Filter the entries, keeping every line with the string "taxi".

■ Source records
Start of Block

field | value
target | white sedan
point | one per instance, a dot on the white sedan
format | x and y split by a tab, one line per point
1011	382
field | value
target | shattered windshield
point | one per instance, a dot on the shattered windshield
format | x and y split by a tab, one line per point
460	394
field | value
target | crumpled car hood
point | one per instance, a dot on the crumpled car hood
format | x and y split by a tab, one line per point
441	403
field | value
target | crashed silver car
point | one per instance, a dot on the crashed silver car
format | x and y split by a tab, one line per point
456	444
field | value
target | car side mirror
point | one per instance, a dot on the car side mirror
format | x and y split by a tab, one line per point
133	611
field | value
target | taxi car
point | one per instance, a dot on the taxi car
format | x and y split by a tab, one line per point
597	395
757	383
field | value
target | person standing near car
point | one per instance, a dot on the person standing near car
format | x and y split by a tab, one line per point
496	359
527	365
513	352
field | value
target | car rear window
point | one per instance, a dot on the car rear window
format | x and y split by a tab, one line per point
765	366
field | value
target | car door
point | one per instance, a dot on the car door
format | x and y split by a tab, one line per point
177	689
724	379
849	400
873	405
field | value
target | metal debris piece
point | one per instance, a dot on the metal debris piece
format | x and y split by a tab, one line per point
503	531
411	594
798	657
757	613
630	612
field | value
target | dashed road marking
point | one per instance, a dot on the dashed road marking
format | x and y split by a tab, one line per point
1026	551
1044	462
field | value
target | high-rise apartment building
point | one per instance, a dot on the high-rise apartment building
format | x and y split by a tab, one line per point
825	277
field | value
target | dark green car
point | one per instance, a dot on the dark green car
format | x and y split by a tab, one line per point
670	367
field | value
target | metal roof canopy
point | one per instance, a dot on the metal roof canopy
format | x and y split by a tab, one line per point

End of Block

■ Result for this task
target | taxi car
point | one per instance, a dot on the taxi car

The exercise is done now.